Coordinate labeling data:

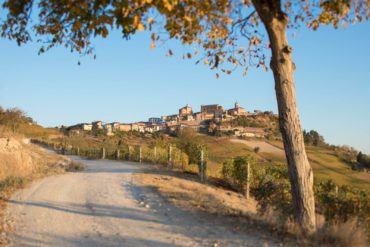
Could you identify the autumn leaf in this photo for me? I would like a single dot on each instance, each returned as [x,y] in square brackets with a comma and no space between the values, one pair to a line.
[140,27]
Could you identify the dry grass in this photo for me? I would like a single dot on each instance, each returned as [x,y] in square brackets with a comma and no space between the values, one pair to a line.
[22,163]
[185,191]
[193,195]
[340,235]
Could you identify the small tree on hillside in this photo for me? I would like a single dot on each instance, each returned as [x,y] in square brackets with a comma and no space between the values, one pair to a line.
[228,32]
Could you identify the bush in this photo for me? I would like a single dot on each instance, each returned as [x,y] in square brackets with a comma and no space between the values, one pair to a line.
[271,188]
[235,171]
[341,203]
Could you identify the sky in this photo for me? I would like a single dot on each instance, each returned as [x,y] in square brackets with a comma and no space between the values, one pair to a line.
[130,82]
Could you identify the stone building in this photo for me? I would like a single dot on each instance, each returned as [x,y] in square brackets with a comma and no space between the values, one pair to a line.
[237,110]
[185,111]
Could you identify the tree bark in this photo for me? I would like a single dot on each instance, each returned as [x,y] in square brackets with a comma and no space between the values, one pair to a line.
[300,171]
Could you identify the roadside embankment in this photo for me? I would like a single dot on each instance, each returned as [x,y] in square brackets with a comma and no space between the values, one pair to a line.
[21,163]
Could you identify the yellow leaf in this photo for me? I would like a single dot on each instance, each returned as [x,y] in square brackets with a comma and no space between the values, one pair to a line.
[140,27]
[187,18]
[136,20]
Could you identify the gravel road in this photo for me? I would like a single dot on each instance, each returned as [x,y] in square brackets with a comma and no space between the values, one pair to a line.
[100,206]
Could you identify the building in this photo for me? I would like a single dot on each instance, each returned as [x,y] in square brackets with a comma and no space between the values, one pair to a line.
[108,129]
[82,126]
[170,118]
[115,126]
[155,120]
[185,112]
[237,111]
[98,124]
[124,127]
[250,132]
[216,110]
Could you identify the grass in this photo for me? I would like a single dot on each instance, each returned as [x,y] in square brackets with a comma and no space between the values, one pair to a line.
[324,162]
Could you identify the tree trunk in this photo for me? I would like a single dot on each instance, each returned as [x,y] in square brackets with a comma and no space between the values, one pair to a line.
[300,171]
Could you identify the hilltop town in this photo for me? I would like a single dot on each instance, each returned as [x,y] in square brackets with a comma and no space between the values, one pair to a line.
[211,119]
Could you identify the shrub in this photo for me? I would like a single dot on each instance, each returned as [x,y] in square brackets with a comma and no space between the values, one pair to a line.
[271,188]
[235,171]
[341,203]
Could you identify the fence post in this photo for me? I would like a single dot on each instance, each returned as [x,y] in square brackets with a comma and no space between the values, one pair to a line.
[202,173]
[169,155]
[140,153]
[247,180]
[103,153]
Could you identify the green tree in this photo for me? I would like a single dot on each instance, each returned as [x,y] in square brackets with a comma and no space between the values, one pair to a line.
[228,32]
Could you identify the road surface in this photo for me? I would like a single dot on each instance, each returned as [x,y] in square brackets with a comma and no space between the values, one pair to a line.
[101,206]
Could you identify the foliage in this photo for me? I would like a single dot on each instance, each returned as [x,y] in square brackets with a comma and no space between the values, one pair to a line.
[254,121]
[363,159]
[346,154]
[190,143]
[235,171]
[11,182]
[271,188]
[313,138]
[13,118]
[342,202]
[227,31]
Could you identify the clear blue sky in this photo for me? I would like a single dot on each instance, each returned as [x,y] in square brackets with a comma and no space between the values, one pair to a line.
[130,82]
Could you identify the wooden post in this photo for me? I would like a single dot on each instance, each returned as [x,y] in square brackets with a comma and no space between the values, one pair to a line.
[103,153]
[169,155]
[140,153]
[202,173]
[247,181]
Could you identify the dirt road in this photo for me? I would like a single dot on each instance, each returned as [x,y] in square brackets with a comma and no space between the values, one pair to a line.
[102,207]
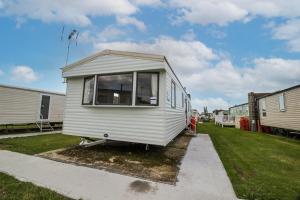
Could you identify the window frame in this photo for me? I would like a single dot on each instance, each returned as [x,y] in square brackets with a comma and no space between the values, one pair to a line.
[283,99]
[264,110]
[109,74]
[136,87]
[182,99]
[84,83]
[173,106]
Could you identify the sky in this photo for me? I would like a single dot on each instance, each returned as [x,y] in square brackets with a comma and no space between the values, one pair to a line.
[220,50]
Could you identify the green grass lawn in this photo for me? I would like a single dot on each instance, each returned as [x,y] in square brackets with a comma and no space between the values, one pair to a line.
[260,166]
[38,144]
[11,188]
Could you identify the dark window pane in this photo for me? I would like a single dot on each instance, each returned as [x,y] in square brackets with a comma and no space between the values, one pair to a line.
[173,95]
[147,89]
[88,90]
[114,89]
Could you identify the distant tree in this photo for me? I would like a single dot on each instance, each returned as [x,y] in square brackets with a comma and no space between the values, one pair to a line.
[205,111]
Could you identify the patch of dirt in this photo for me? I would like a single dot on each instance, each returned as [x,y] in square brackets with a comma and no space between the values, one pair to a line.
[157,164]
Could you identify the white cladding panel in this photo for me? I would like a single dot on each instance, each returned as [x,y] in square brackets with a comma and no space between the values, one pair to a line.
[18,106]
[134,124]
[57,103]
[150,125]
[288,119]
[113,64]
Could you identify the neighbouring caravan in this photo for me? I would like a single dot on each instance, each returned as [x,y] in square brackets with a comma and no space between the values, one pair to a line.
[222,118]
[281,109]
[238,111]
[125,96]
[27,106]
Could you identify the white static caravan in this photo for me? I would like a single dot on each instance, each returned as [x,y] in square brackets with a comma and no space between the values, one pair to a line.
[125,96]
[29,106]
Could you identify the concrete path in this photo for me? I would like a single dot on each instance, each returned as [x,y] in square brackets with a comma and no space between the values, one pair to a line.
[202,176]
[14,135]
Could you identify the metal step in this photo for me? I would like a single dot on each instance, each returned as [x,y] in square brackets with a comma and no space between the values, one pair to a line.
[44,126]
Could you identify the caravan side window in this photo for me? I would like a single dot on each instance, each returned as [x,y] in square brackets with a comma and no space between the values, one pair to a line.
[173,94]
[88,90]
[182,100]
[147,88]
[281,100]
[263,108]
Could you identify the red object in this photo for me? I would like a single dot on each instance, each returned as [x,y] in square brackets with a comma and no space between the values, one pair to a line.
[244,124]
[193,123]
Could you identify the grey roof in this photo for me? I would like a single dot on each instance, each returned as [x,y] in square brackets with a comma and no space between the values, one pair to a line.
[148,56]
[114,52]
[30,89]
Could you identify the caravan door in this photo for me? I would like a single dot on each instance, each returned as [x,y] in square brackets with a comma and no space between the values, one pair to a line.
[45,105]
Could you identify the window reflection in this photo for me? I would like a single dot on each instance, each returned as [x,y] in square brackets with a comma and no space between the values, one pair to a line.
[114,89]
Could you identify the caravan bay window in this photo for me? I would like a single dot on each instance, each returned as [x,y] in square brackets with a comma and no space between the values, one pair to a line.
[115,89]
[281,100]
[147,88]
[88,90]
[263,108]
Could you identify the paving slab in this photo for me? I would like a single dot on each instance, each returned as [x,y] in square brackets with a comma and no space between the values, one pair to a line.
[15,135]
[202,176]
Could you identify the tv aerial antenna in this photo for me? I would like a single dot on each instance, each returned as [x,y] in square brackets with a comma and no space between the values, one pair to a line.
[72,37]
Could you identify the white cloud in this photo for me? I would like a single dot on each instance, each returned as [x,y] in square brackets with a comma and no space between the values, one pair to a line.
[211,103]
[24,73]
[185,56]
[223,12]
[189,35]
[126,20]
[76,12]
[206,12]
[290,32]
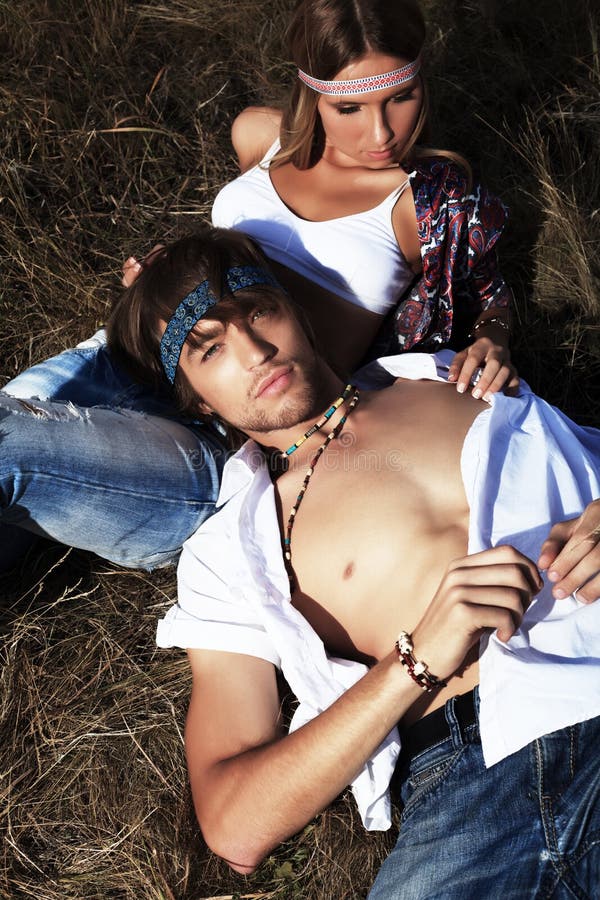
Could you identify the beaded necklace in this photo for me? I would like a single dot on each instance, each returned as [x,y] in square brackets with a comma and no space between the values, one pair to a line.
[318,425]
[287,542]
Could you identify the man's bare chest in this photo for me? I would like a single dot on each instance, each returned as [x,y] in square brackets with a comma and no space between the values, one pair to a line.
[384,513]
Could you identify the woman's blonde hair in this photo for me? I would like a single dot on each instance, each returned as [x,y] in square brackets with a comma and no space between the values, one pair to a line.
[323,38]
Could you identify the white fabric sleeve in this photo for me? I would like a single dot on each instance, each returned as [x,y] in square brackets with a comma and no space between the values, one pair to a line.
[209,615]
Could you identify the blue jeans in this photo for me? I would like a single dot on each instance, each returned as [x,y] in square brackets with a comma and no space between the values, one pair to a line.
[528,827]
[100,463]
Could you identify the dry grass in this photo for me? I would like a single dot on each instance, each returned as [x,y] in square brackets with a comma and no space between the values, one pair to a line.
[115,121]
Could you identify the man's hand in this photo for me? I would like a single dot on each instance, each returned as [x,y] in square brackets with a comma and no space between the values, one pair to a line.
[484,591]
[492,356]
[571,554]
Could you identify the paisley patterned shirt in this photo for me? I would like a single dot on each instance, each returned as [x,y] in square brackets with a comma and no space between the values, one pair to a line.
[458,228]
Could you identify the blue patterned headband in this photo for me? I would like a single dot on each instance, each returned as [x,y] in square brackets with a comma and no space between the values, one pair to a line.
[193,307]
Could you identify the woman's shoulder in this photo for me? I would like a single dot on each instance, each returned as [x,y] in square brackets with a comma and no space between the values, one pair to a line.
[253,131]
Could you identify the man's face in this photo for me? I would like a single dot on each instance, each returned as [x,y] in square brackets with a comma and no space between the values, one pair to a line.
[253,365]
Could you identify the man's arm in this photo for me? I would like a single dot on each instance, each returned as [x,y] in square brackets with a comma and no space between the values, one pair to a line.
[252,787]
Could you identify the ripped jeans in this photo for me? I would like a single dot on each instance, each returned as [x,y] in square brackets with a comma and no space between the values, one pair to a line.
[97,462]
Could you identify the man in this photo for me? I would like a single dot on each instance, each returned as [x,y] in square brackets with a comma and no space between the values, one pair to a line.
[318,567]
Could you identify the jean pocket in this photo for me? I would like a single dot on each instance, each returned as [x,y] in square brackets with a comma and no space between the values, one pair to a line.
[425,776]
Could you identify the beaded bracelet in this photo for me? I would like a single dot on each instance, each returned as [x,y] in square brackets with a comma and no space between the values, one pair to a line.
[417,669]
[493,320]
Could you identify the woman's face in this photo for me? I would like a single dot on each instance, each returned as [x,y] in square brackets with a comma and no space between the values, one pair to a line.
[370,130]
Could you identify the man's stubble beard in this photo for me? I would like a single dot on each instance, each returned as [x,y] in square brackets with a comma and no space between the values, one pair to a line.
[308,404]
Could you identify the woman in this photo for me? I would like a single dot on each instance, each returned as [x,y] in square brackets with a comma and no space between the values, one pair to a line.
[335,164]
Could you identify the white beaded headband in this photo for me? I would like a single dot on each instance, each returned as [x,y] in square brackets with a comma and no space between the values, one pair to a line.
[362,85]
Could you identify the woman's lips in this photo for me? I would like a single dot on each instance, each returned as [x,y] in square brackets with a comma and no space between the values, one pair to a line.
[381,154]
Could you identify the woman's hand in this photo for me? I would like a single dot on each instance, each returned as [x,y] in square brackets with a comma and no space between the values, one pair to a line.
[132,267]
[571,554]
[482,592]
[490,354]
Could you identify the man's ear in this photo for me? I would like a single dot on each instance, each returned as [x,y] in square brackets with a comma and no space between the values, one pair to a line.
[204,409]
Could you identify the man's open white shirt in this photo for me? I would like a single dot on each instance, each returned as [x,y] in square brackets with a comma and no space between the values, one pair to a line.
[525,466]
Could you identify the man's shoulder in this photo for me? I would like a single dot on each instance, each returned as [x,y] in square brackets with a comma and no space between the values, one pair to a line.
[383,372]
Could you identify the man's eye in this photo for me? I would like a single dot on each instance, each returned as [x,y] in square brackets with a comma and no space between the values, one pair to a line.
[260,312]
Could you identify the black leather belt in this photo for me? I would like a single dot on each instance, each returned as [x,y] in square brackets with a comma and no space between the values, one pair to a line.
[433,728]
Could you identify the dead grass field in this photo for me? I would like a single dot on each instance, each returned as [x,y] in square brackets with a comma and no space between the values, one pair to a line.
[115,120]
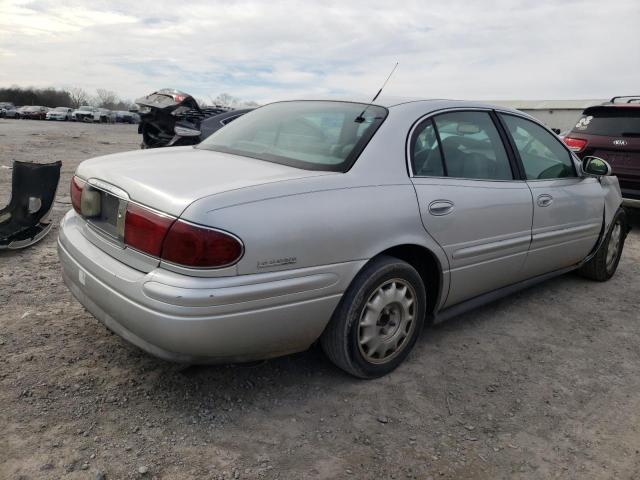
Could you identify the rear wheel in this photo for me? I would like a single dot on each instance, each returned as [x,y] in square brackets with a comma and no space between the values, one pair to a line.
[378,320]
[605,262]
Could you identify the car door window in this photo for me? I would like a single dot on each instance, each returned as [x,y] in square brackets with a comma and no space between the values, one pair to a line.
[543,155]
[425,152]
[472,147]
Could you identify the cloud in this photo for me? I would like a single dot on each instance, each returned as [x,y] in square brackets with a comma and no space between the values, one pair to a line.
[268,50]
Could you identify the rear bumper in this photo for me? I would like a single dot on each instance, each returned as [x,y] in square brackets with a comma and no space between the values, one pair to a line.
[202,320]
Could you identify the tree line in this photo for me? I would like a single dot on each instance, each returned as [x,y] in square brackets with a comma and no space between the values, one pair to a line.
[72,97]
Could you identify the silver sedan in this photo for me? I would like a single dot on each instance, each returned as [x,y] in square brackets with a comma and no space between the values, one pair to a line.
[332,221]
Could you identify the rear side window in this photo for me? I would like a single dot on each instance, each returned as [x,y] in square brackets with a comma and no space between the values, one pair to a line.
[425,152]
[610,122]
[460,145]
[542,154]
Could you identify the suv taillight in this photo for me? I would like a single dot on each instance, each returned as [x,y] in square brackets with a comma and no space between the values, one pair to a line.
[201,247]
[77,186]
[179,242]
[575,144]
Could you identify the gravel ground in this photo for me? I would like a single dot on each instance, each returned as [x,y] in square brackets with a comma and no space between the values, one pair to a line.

What the exercise asks>
For this exercise, please retype exactly the lines in the listing from the line with "Could you identify the cloud" through its last line, both ends included.

Solved exercise>
Could you identify the cloud in this photo for me? I would like a single dot on each instance, each returned as [x,y] in square brackets with a comma and no space between the values, one pair to a line.
[268,50]
Could you identify the rear bumper in this photo for me? I would like a single dot on each instance, each returned as [x,y] in square brackets with a comma and no space between the values, one pair to a line.
[202,320]
Could you identify the tree line in this photo for me? I would like a single dot on each instance, each returned as [x,y] in square brackets with a comma and no space between the values, one pair to a line.
[72,97]
Could you identify the silver sedan in this photo for me? I would like a single dot on each instance, each returned as [x,y] in square brackets with a comma and no space between the values, one pair to a line.
[332,221]
Could you identify the rear side window in this photo for me? I would like a single dot on each instance, each returned as [x,y] in square brackets with a comma and no space between the values, one pair to a line.
[425,152]
[610,122]
[460,145]
[542,154]
Could you identify the suv taillight in this photo for me? I would like a single dot on each instance, each returned as [x,y] in square brackets with a comma and no space between the values, one pair to a line.
[201,247]
[77,186]
[179,242]
[575,144]
Could you identify the gravel ground in this photo for me? I would like a single dot on each instance, each returned as [x,y] in square brackets with a comma and no space between the values, one pair to a line.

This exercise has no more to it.